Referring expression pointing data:
- - - -
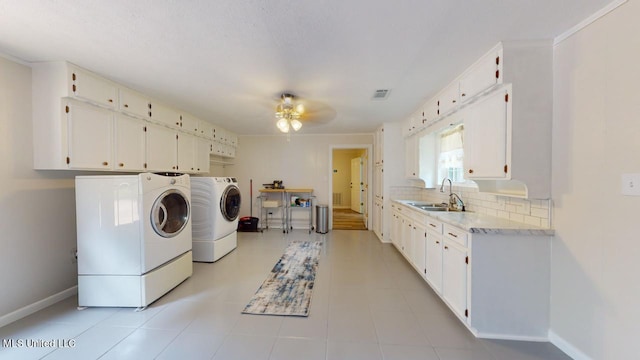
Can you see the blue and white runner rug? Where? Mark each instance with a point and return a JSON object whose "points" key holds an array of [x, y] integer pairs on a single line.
{"points": [[288, 289]]}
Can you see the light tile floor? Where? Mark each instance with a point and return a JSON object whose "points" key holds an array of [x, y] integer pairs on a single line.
{"points": [[368, 303]]}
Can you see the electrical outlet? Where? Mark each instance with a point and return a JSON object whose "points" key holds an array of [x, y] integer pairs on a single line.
{"points": [[631, 184]]}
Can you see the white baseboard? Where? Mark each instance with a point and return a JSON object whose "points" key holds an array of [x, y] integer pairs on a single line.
{"points": [[566, 347], [509, 337], [37, 306]]}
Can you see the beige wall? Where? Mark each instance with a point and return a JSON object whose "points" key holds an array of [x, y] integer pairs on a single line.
{"points": [[37, 208], [302, 161], [596, 138]]}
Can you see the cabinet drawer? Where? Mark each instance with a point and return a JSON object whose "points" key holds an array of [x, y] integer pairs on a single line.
{"points": [[434, 225], [455, 234]]}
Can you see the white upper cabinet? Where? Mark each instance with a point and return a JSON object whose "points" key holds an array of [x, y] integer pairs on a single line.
{"points": [[187, 146], [161, 148], [165, 115], [487, 140], [205, 129], [92, 88], [83, 121], [90, 134], [202, 155], [133, 103], [448, 98], [189, 123], [481, 76], [129, 143]]}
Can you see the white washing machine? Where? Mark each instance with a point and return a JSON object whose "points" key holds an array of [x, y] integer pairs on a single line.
{"points": [[215, 209], [134, 237]]}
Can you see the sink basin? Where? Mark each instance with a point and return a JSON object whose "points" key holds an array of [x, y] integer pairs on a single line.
{"points": [[433, 207], [429, 206]]}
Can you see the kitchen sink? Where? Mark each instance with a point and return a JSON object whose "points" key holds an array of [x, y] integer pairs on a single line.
{"points": [[433, 207]]}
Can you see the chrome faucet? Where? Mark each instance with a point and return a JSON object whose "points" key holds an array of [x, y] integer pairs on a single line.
{"points": [[453, 197]]}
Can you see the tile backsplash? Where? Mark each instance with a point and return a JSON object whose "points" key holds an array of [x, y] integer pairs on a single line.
{"points": [[534, 212]]}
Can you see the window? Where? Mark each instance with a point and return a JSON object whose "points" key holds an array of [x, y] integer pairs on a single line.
{"points": [[451, 155]]}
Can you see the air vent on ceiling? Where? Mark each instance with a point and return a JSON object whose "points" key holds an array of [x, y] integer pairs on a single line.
{"points": [[381, 94]]}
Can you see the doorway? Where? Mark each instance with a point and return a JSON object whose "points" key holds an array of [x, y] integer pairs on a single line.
{"points": [[350, 187]]}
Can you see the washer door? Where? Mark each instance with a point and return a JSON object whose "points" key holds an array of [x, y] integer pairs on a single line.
{"points": [[170, 213], [230, 202]]}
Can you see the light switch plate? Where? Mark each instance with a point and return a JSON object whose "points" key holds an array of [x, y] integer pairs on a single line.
{"points": [[631, 184]]}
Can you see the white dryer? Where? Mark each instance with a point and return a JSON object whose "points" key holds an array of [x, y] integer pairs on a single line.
{"points": [[134, 237], [215, 208]]}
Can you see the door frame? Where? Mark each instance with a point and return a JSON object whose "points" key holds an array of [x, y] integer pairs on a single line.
{"points": [[369, 177]]}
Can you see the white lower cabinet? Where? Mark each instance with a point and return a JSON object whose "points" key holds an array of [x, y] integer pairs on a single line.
{"points": [[434, 255], [454, 277], [496, 283], [419, 254]]}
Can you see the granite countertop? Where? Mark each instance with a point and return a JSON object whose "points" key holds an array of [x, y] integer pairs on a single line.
{"points": [[480, 223]]}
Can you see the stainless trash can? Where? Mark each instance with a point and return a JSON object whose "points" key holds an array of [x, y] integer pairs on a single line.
{"points": [[322, 219]]}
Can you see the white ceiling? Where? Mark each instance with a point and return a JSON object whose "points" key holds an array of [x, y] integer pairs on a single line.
{"points": [[227, 61]]}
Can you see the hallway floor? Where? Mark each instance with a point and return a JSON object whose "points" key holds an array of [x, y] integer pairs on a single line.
{"points": [[368, 303]]}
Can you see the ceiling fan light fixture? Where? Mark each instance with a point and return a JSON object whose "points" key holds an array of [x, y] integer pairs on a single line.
{"points": [[296, 125], [283, 125], [288, 114]]}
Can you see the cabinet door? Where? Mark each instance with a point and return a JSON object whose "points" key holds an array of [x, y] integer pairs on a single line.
{"points": [[454, 276], [189, 124], [186, 152], [165, 115], [92, 88], [411, 157], [486, 136], [434, 261], [134, 103], [204, 148], [90, 136], [407, 238], [419, 247], [481, 76], [448, 98], [161, 143], [129, 143], [205, 129]]}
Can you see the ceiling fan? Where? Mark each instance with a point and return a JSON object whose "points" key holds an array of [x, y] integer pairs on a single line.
{"points": [[292, 112]]}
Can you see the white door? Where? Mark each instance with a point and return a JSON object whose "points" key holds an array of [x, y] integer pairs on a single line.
{"points": [[356, 185]]}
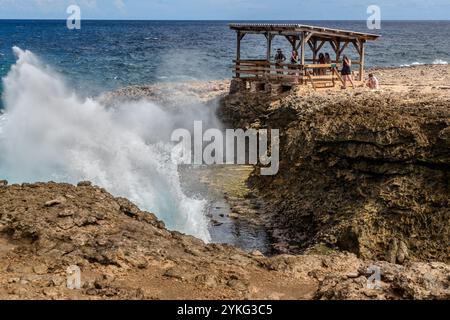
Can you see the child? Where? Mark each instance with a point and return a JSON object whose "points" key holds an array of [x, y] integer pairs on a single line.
{"points": [[373, 83]]}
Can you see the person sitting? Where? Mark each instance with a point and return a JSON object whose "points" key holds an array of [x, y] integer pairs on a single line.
{"points": [[279, 59], [373, 83], [294, 61], [294, 57], [327, 58], [321, 61]]}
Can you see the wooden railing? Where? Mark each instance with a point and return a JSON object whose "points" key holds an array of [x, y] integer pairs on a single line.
{"points": [[262, 70]]}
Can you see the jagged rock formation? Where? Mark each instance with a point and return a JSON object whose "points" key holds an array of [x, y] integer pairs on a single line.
{"points": [[365, 172], [124, 253]]}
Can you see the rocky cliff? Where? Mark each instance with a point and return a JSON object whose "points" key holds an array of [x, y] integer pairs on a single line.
{"points": [[124, 253], [364, 172]]}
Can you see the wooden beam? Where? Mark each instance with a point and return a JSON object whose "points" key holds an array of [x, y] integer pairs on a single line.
{"points": [[269, 38], [361, 60], [302, 44], [315, 51], [238, 48]]}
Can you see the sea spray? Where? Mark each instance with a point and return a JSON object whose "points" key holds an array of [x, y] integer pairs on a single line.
{"points": [[48, 133]]}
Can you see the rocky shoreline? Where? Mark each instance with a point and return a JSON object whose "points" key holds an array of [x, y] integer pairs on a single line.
{"points": [[365, 172], [124, 253], [363, 186]]}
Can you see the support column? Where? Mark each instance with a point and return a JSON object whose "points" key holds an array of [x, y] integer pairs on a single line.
{"points": [[302, 46], [362, 53], [238, 52], [315, 51], [269, 38]]}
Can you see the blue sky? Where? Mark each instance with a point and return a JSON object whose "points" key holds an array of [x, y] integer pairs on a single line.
{"points": [[227, 9]]}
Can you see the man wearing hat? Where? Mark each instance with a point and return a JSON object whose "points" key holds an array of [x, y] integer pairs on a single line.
{"points": [[279, 59]]}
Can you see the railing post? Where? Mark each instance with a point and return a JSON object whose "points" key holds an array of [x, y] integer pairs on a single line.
{"points": [[362, 53], [238, 54]]}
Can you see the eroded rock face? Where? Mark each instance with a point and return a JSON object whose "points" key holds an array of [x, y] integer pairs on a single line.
{"points": [[125, 253], [363, 172]]}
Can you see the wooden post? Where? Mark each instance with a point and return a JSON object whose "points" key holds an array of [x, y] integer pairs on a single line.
{"points": [[302, 46], [362, 53], [315, 51], [269, 46], [238, 53]]}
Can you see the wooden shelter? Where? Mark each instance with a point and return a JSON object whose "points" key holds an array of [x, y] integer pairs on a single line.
{"points": [[307, 70]]}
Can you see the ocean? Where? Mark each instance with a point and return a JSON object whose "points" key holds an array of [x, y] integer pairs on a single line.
{"points": [[106, 55]]}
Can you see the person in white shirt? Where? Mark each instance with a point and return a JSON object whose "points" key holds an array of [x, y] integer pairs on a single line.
{"points": [[373, 83]]}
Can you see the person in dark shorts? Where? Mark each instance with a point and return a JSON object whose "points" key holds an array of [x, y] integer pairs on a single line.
{"points": [[346, 72], [279, 59]]}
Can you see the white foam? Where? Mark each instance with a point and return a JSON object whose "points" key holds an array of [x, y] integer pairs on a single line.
{"points": [[49, 133], [435, 62]]}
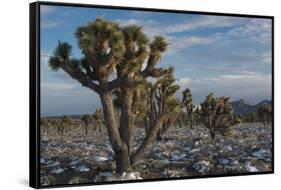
- - - -
* [DIRECTIONS FOR THIS TASK] Repeat exactly and only the lines from the one holding "Can you see the ocean?" through the final line of the entries; no pictures.

* [ANSWER SECTION]
Can you see the ocean? Where? Mark each instance with a point and return a JSON object whose "points" key holds an array of [x, y] integer pairs on a single line.
{"points": [[106, 55]]}
Can you see the person in white shirt? Where? Mark each instance with a point and return a JSON object whose "points" key holds an array of [x, y] integer pairs on a single line.
{"points": [[373, 83]]}
Can you see the person in dark shorts? Where? Mark each instance with a point and return a JSON object whose "points" key holds an array of [x, y] integer pairs on a single line.
{"points": [[346, 72], [279, 59]]}
Can you see the white foam? Where? Mark each instance with a point and return a JSON object whose "points" key holds an array of [x, y] integer pairs on a single line.
{"points": [[49, 133], [435, 62]]}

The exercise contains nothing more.